- _READING TEXT_:
# 2011 Home Haunters Video Awards Announced



## DavisGraveyard (Feb 3, 2008)

The video announcement was put together by the East Coast Haunt Club.






You can view the list of winners here.

http://www.hauntersvideoawards.com/winners.php


----------



## Eric Striffler (May 6, 2006)

Aw man! I'm so proud of the videos I produce for my haunt every year, I wish I could have submitted or something. Hopefully next year submissions will be announced here on HF?

Nonetheless, great idea!


----------



## Hauntiholik (May 17, 2006)

Eric Striffler said:


> Aw man! I'm so proud of the videos I produce for my haunt every year, I wish I could have submitted or something. Hopefully next year submissions will be announced here on HF?
> 
> Nonetheless, great idea!


It was announced but the post included solicitations for a DVD set that is not endorsed by hauntforum so it was deleted.


----------



## Eric Striffler (May 6, 2006)

Hauntiholik said:


> It was announced but the post included solicitations for a DVD set that is not endorsed by hauntforum so it was deleted.


Ah I understand, makes sense. Thanks!

- _RECORDS SUPPLIED_:

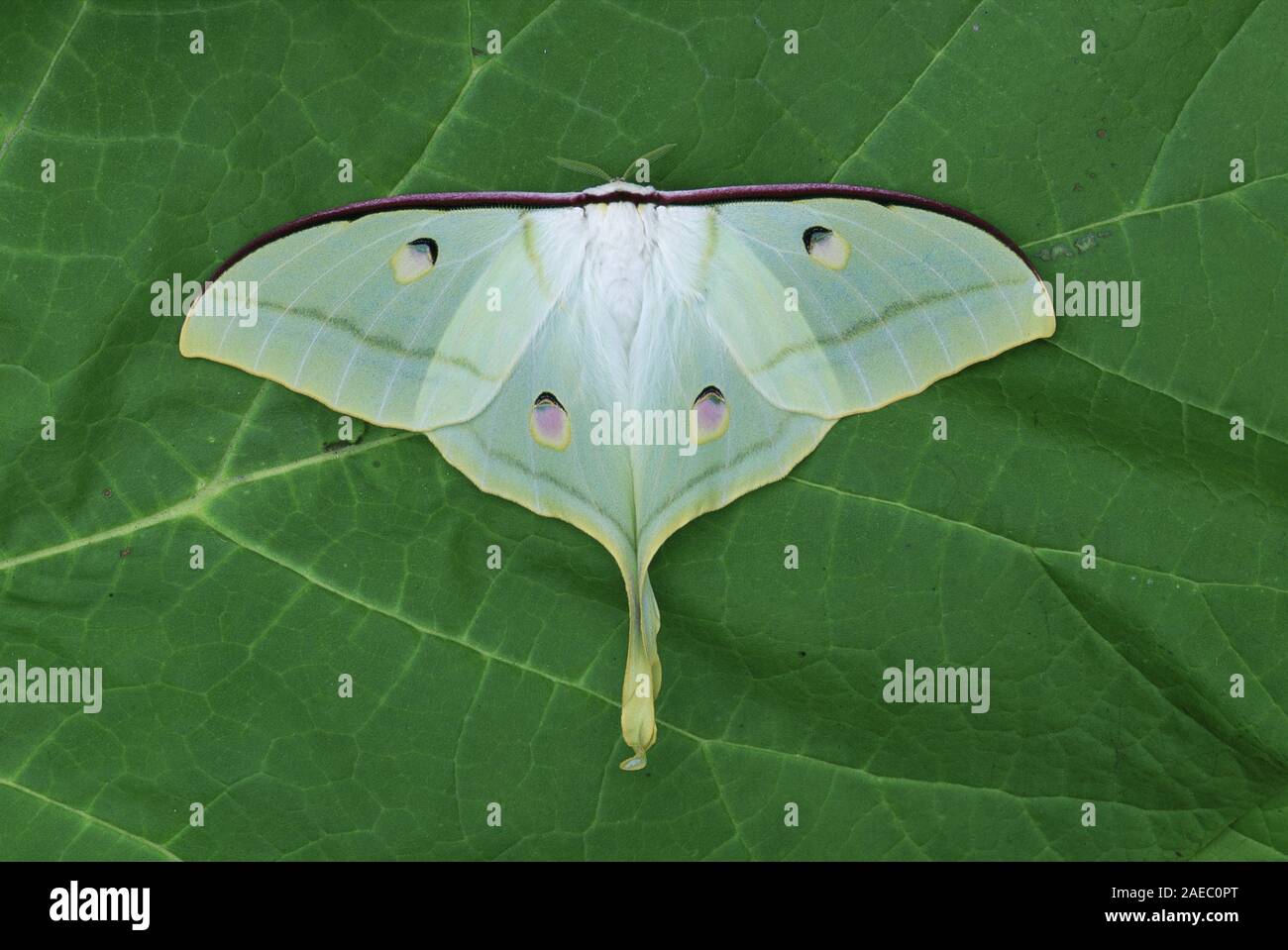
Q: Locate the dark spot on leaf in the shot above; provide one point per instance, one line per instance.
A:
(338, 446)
--
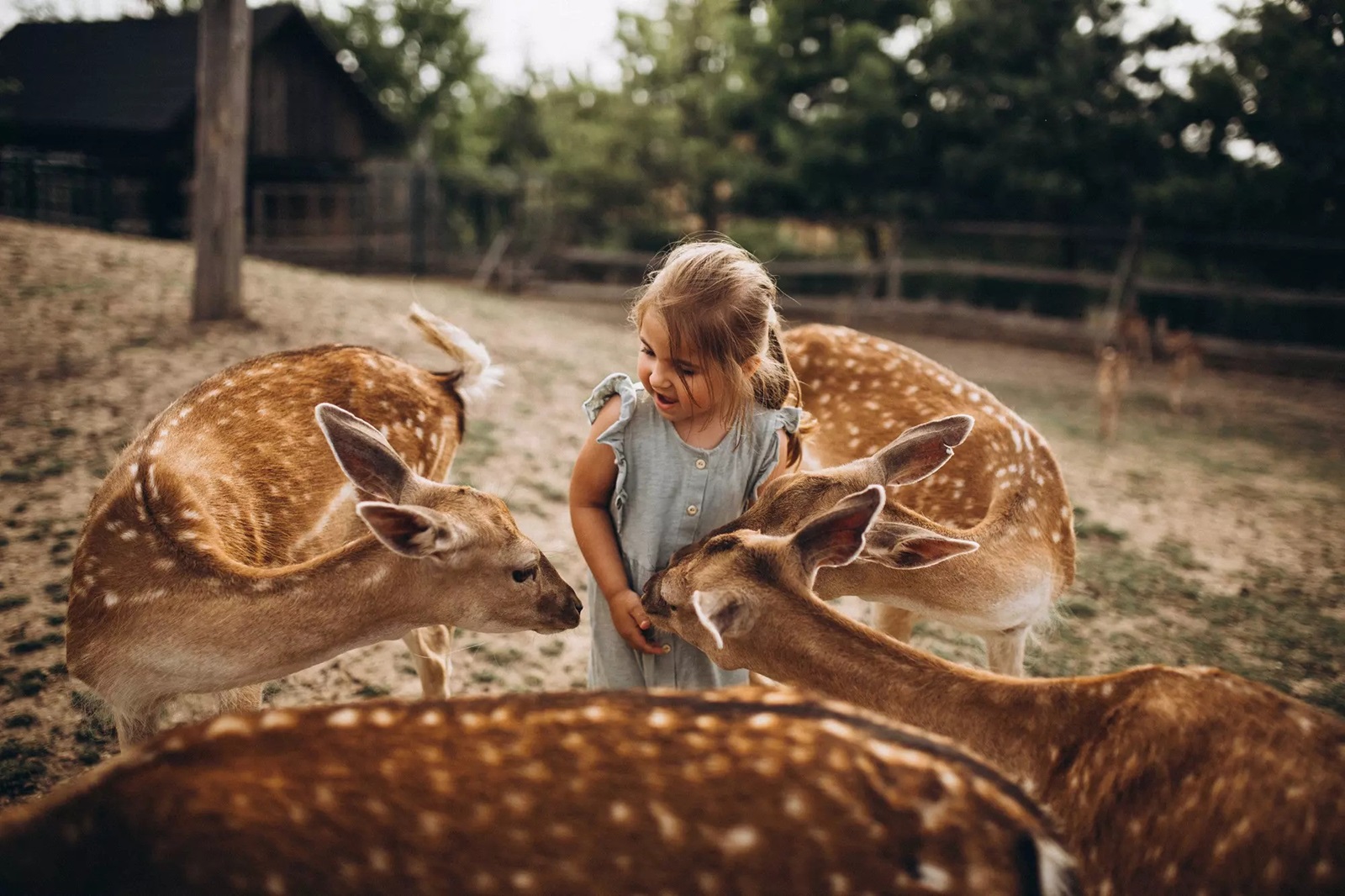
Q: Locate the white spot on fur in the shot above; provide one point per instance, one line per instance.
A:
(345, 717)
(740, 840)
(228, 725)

- _OBJECTIVE 1_:
Answer these questions about the video awards thread:
(a) Which group put together the video announcement?
(b) Why was the post announcing submissions deleted?
(c) What does Eric Striffler hope will happen next year?
- _OBJECTIVE 2_: Continue the video awards thread from its last post.

- _WRITTEN RESPONSE 1_:
(a) The East Coast Haunt Club.
(b) It included solicitations for a DVD set that is not endorsed by hauntforum.
(c) He hopes submissions will be announced on HF.

- _WRITTEN RESPONSE 2_:
----------



## remylass (Sep 18, 2008)

Eric Striffler said:


> Aw man! I'm so proud of the videos I produce for my haunt every year, I wish I could have submitted or something. Hopefully next year submissions will be announced here on HF?
> 
> Nonetheless, great idea!


They send me an email reminding me. Even after the email, I didn't get mine done in time, though. You might be able to sign up for email reminders.


----------



## Haunted Bayou (Feb 16, 2007)

I see SpiderRider won first place. Awesome.

Such a great display.


----------



## Spider Rider (Nov 8, 2006)

Thanks Haunted Bayou. The ironic thing is I sent my video in at the suggestion of my neighbor ShellHawk of Hauntcast fame, not knowing it was a contest until later.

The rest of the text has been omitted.